On December 11, 2020, the US Food and Drug Administration (FDA) granted the first Emergency Use Authorisation (EUA) for a brand new technology product, the Pfizer-BioNTech COVID-19 mRNA vaccine, just 9 months after phase I trials began, and after only 108 days of regulatory safety review. In their press release they stated: “The FDA has determined that Pfizer-BioNTech COVID-19 Vaccine has met the statutory criteria for issuance of an EUA”. The FDA stated the vaccine “may be effective in preventing COVID-19″, then state it is 95% effective in “preventing” COVID-19, that 95% is based on “a 2 month study of a couple hundred people. That’s it!“. [3]
The day before, on December 10, 2020, the Vaccines and Related Biological Products Advisory Committee (VRBPAC) met to assess the Pfizer-BioNTech COVID-19 Vaccine and prepare a Briefing Document for the FDA. [6]
The FDA stated “[t]he vaccine was 95% effective in preventing COVID-19 disease among these clinical trial participants with eight COVID-19 cases in the vaccine group and 162 in the placebo group.” 8 plus 162 equals 170 trial participants was all that were used to determined the relative risk of “95% effective”, where as the absolute risk (of all 36,523 trial participants) works out to less than 1% effective. [4]
“At this time, data are not available to make a determination about how long the vaccine will provide protection, nor is there evidence that the vaccine prevents transmission of SARS-CoV-2 from person to person.”

» SOURCE DATA:

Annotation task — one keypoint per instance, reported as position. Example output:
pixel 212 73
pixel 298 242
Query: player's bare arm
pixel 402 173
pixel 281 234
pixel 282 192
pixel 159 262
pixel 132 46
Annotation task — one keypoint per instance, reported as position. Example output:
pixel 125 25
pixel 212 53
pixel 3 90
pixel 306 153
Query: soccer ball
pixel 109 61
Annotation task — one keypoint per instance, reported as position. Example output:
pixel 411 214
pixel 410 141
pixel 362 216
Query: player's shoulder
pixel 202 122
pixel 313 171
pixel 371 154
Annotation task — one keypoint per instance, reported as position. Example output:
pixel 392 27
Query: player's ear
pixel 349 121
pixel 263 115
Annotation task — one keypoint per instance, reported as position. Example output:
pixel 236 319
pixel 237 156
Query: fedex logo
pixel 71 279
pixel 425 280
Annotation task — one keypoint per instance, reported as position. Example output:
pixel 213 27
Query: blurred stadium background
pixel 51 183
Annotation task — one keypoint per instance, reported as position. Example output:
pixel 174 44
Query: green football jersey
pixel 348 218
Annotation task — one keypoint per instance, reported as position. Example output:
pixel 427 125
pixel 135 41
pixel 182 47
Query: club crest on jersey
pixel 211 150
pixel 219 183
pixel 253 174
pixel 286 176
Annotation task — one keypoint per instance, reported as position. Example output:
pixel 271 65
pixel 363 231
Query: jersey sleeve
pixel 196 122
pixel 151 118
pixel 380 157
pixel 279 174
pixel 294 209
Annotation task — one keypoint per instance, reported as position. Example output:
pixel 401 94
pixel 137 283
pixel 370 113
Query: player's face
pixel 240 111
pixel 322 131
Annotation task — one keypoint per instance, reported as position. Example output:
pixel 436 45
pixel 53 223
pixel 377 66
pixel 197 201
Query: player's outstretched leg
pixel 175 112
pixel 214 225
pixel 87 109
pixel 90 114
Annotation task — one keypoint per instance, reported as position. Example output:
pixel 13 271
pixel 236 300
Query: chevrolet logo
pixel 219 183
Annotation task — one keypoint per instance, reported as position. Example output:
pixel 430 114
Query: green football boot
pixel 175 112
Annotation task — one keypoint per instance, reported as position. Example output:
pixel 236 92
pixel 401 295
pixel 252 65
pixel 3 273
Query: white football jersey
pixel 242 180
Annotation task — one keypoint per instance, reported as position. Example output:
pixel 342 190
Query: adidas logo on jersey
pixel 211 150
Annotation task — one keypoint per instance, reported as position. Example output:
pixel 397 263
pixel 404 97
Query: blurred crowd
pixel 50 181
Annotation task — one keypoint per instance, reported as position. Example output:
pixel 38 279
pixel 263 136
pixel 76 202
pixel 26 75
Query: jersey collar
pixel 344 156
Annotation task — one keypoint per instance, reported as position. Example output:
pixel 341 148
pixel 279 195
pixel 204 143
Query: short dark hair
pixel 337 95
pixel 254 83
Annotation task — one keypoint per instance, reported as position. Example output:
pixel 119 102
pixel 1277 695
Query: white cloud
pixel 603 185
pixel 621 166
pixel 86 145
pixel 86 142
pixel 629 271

---

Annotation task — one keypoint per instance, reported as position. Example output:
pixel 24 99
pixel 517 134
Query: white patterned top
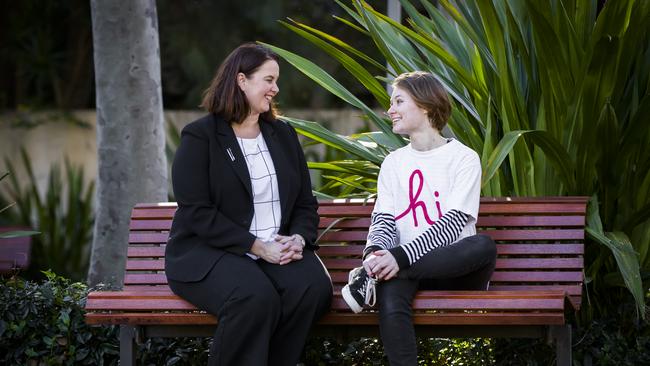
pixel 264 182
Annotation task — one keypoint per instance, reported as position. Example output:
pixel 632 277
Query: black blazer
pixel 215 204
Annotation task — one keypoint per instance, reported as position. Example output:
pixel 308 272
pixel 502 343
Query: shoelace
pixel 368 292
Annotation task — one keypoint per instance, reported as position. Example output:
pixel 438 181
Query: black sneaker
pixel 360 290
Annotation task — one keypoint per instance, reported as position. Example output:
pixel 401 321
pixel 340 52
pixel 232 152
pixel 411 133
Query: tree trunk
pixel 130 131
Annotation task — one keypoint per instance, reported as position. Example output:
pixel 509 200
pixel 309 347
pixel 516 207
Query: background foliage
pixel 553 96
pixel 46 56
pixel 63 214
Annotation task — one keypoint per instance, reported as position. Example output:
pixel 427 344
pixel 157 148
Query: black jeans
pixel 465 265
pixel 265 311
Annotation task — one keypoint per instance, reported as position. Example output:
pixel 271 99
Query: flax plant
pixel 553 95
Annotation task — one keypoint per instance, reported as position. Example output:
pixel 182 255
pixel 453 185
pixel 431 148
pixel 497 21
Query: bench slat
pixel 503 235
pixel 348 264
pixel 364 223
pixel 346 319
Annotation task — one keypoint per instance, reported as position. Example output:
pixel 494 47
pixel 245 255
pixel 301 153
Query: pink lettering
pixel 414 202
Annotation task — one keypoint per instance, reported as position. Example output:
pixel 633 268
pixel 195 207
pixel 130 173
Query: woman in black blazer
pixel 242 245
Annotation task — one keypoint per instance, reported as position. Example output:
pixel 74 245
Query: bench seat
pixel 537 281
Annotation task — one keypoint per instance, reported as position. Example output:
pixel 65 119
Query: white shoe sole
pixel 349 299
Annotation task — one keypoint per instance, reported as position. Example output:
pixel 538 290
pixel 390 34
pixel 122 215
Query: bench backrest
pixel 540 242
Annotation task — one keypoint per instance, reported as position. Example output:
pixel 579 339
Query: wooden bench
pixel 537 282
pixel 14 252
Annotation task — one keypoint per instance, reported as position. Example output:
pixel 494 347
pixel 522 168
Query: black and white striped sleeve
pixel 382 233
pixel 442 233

» TASK TO COMPLETE:
Print the entire text above about the FDA's emergency authorization of the Pfizer-BioNTech COVID-19 vaccine, word for word.

» FINAL ANSWER:
On December 11, 2020, the US Food and Drug Administration (FDA) granted the first Emergency Use Authorisation (EUA) for a brand new technology product, the Pfizer-BioNTech COVID-19 mRNA vaccine, just 9 months after phase I trials began, and after only 108 days of regulatory safety review. In their press release they stated: “The FDA has determined that Pfizer-BioNTech COVID-19 Vaccine has met the statutory criteria for issuance of an EUA”. The FDA stated the vaccine “may be effective in preventing COVID-19″, then state it is 95% effective in “preventing” COVID-19, that 95% is based on “a 2 month study of a couple hundred people. That’s it!“. [3]
The day before, on December 10, 2020, the Vaccines and Related Biological Products Advisory Committee (VRBPAC) met to assess the Pfizer-BioNTech COVID-19 Vaccine and prepare a Briefing Document for the FDA. [6]
The FDA stated “[t]he vaccine was 95% effective in preventing COVID-19 disease among these clinical trial participants with eight COVID-19 cases in the vaccine group and 162 in the placebo group.” 8 plus 162 equals 170 trial participants was all that were used to determined the relative risk of “95% effective”, where as the absolute risk (of all 36,523 trial participants) works out to less than 1% effective. [4]
“At this time, data are not available to make a determination about how long the vaccine will provide protection, nor is there evidence that the vaccine prevents transmission of SARS-CoV-2 from person to person.”